- [Excerpted records]
>> Begin

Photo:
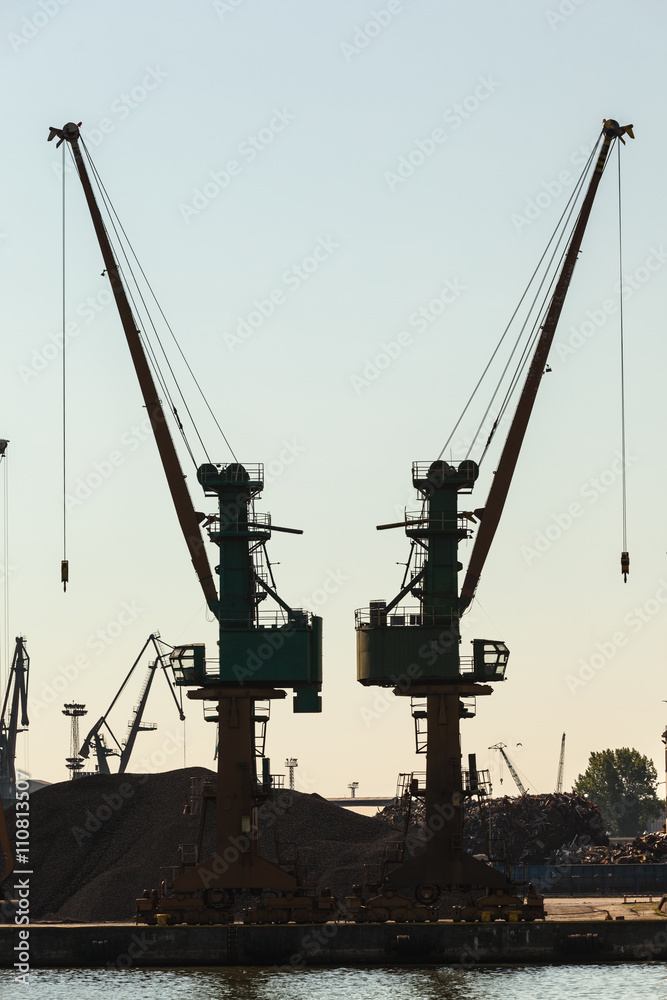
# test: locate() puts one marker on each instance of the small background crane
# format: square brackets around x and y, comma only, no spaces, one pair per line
[561,766]
[510,765]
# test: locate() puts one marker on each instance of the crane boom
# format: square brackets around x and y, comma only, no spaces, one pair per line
[505,470]
[14,718]
[185,511]
[561,766]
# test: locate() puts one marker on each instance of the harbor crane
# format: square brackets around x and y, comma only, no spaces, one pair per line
[561,766]
[14,719]
[415,648]
[95,739]
[510,766]
[260,653]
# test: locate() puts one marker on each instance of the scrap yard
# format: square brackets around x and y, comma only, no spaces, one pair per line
[225,865]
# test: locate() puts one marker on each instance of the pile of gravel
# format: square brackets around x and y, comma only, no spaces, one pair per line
[97,842]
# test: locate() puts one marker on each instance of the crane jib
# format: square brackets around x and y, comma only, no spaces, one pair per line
[510,454]
[185,511]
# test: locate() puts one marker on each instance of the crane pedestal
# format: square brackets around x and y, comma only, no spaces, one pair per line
[444,862]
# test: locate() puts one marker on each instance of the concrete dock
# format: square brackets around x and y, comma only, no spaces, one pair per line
[598,930]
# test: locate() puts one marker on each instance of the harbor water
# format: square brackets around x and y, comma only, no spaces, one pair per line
[564,982]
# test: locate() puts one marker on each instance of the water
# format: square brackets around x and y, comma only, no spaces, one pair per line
[565,982]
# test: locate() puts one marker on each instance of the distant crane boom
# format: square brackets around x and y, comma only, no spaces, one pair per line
[13,719]
[561,766]
[510,765]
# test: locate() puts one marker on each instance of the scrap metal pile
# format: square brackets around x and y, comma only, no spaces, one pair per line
[650,849]
[530,829]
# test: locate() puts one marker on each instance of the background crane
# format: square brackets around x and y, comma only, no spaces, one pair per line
[15,703]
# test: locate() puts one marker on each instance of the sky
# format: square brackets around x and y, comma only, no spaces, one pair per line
[298,180]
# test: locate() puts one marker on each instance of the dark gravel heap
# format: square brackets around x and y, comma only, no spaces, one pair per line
[97,842]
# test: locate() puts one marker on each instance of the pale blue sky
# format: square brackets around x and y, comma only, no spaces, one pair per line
[169,93]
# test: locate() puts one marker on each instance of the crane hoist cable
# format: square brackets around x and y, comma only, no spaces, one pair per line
[118,228]
[64,563]
[556,239]
[625,555]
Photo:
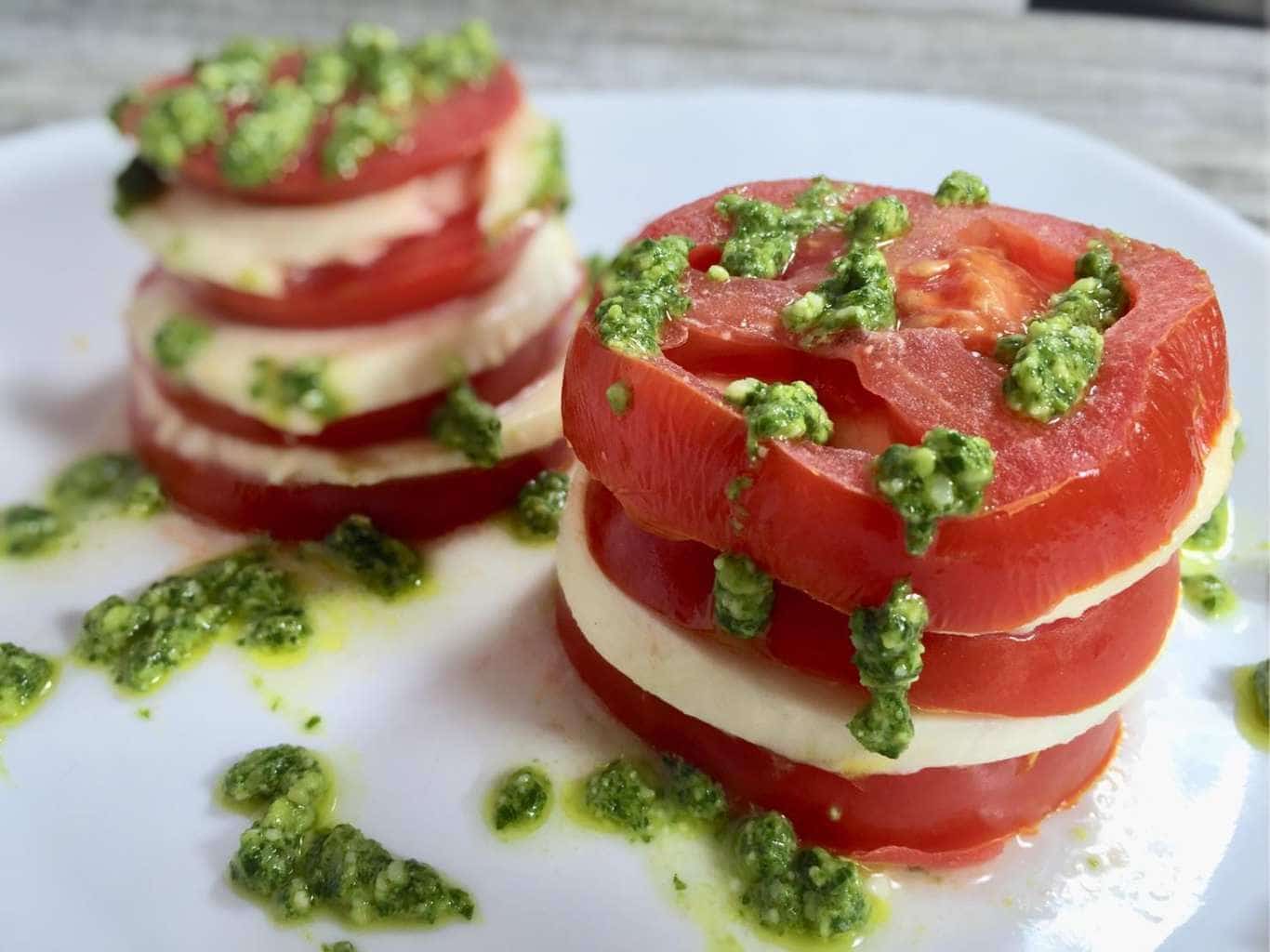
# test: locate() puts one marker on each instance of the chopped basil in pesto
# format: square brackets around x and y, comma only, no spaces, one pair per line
[467,423]
[618,396]
[138,184]
[178,339]
[743,596]
[521,800]
[960,187]
[779,412]
[24,680]
[888,641]
[290,860]
[795,892]
[944,476]
[385,565]
[765,236]
[540,503]
[642,288]
[860,295]
[298,386]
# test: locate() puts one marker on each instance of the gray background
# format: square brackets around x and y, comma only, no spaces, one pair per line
[1187,97]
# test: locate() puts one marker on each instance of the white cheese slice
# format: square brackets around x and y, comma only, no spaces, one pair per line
[531,420]
[253,246]
[378,364]
[750,697]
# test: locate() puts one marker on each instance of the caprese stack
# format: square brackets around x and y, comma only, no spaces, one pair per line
[364,287]
[881,499]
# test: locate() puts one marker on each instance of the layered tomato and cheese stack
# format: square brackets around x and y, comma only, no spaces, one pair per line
[881,499]
[364,287]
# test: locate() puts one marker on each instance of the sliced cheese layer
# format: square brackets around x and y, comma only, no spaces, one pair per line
[253,246]
[755,698]
[372,365]
[530,420]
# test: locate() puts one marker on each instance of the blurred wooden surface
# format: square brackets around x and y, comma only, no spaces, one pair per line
[1186,97]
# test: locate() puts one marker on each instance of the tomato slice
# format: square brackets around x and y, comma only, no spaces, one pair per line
[456,128]
[414,508]
[528,362]
[414,273]
[1059,668]
[1073,503]
[937,816]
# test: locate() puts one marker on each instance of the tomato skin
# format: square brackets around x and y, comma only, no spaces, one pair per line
[1059,668]
[451,131]
[414,273]
[1124,469]
[937,816]
[533,360]
[414,508]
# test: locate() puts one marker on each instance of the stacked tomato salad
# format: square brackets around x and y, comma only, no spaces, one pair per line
[364,287]
[881,500]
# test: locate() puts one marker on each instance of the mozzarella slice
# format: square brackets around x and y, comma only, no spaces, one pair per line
[372,365]
[531,420]
[755,698]
[253,246]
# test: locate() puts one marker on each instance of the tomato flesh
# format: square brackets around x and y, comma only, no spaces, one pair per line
[1121,469]
[496,385]
[1059,668]
[937,816]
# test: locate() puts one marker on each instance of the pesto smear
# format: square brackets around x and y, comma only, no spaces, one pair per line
[888,641]
[294,861]
[944,476]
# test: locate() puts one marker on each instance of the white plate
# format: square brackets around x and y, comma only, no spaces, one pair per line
[110,838]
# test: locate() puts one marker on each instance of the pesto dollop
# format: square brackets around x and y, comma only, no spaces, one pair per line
[888,641]
[779,412]
[960,187]
[26,678]
[385,565]
[743,596]
[540,503]
[946,475]
[521,800]
[467,423]
[642,289]
[298,865]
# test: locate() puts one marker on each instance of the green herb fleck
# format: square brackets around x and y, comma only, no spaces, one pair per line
[888,641]
[960,187]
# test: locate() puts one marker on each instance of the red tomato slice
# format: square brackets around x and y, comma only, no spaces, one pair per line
[937,816]
[1059,668]
[534,358]
[416,508]
[456,128]
[1121,469]
[412,274]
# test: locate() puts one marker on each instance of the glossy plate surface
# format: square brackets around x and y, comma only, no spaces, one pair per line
[111,838]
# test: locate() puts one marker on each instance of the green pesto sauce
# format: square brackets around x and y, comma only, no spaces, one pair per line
[1251,687]
[467,423]
[946,475]
[743,596]
[765,236]
[540,503]
[382,563]
[779,412]
[642,289]
[178,339]
[26,678]
[298,865]
[1211,535]
[960,187]
[888,641]
[520,801]
[298,386]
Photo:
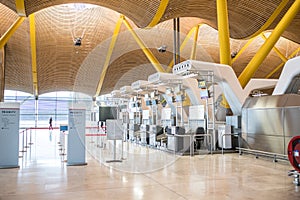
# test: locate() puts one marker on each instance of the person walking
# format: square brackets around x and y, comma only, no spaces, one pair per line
[50,124]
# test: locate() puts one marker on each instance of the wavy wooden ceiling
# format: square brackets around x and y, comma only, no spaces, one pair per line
[63,66]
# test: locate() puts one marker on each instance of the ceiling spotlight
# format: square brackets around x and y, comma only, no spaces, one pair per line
[162,49]
[77,41]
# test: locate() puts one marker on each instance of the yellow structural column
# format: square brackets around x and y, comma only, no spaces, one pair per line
[108,55]
[262,53]
[33,54]
[283,58]
[6,36]
[146,51]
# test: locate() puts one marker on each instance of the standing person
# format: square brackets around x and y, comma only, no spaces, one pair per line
[50,124]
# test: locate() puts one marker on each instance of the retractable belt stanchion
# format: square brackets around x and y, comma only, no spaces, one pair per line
[26,140]
[23,141]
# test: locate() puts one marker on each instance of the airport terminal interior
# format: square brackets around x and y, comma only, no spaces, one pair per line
[150,99]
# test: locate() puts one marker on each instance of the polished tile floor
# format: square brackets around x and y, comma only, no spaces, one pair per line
[144,173]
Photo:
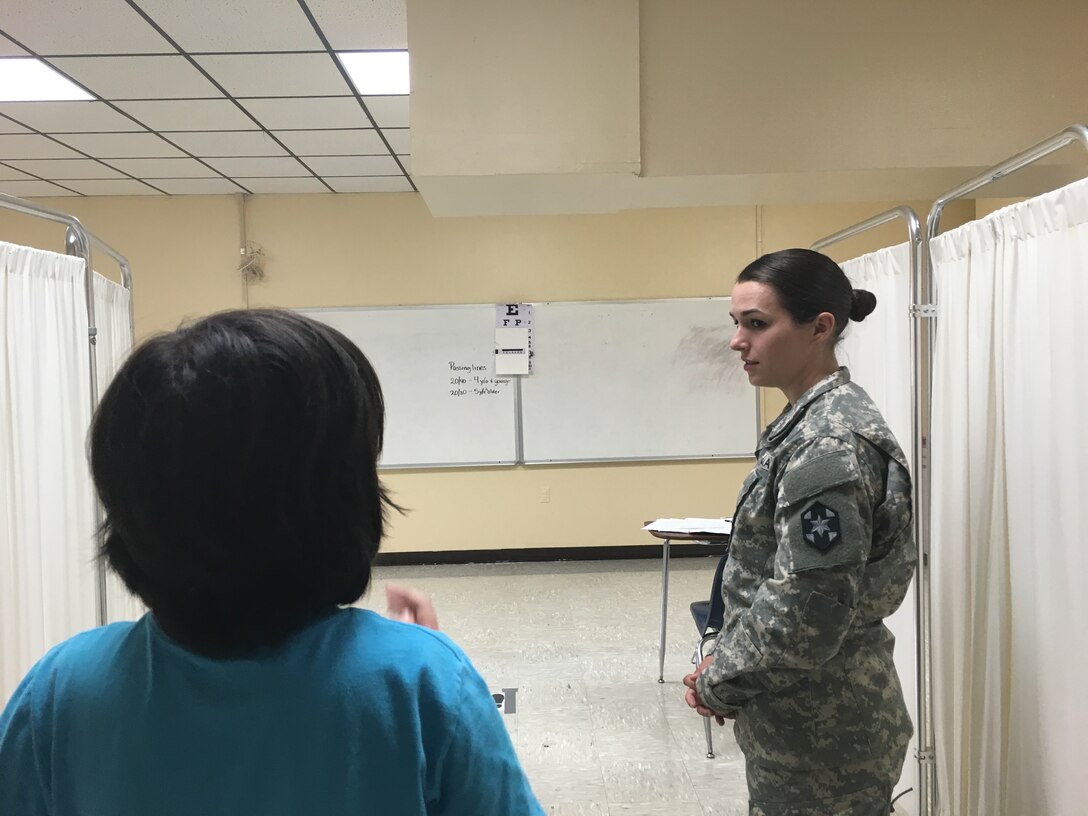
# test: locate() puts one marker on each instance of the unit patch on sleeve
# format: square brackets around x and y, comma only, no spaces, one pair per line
[819,526]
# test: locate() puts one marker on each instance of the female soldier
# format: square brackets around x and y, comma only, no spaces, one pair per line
[823,551]
[236,459]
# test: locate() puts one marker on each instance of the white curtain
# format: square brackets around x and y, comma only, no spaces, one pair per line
[1009,553]
[878,354]
[47,570]
[113,319]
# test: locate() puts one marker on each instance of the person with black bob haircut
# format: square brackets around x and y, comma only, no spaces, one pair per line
[237,462]
[821,552]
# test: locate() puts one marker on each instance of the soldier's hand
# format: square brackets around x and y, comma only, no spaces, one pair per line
[691,696]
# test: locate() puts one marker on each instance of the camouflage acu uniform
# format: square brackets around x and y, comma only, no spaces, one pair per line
[823,551]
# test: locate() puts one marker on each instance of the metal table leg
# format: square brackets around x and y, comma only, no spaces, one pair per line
[665,606]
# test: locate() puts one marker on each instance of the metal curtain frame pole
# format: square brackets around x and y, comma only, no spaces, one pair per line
[926,307]
[919,397]
[78,242]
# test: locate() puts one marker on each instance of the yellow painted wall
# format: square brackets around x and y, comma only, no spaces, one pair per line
[386,249]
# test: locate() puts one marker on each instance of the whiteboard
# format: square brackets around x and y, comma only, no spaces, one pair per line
[635,380]
[443,404]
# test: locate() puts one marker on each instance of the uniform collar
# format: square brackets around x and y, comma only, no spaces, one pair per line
[791,413]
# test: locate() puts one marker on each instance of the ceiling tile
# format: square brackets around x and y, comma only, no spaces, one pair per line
[33,188]
[189,114]
[239,25]
[276,74]
[165,76]
[277,165]
[112,187]
[388,111]
[121,145]
[372,26]
[353,164]
[164,168]
[332,143]
[303,114]
[61,169]
[10,174]
[33,146]
[399,138]
[371,184]
[69,116]
[51,27]
[226,143]
[8,126]
[10,49]
[284,185]
[196,186]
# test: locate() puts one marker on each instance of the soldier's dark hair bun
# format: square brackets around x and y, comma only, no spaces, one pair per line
[862,304]
[808,283]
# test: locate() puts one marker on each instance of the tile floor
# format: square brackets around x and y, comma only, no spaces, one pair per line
[596,733]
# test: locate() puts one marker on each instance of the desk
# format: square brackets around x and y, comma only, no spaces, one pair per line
[668,536]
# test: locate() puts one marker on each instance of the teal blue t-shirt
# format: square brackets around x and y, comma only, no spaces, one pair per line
[355,714]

>> End

- [What needs to be done] Write out the lines above from the one containing "yellow painted wall" through the last, exactly as they are.

- [Result of this task]
# test: locate() puts one marker on each instance of the yellow painted wall
# format: square brackets around x and y, comma only, no spaces, one pair per line
[386,249]
# test: locate() puts one marker on each instance of the whiteboard
# format: square brackets around x and y, comma only, no spaces, one pair per line
[635,380]
[443,404]
# test: locate() puts one marker on each instance of the uniform collar
# format: square brackets around x and y, comma only, no spaces, one pair per line
[791,413]
# test: locate() puts one marker on each instance of the ceiling tile
# format: square brackets around x and y, comma only, no spaces, one pair per line
[33,188]
[189,114]
[239,25]
[276,74]
[165,76]
[277,165]
[112,187]
[388,111]
[121,145]
[372,26]
[353,164]
[164,168]
[332,143]
[303,114]
[61,169]
[10,174]
[33,146]
[399,138]
[371,184]
[69,116]
[51,27]
[226,143]
[8,126]
[10,49]
[284,185]
[196,186]
# test: locate() puts one marker on each instance of the soldier's dark hair bun
# format: square brackets around x and y, comma only, no spaces, one pair per line
[862,304]
[808,283]
# test: locate() puts one marker on each instance of the tile floor
# format: square brackets around x and y, comma only, no spaces, one pair per line
[596,733]
# test: locate() puts one marker on each instance of the desk
# format: square brackets around x and y, comma only, no spaces, one pair per line
[668,536]
# test: locate() puts one marker on each instance of the teal blue t-shirt
# format: square brackets around x and y, comma only, no spaces, one pair per line
[355,714]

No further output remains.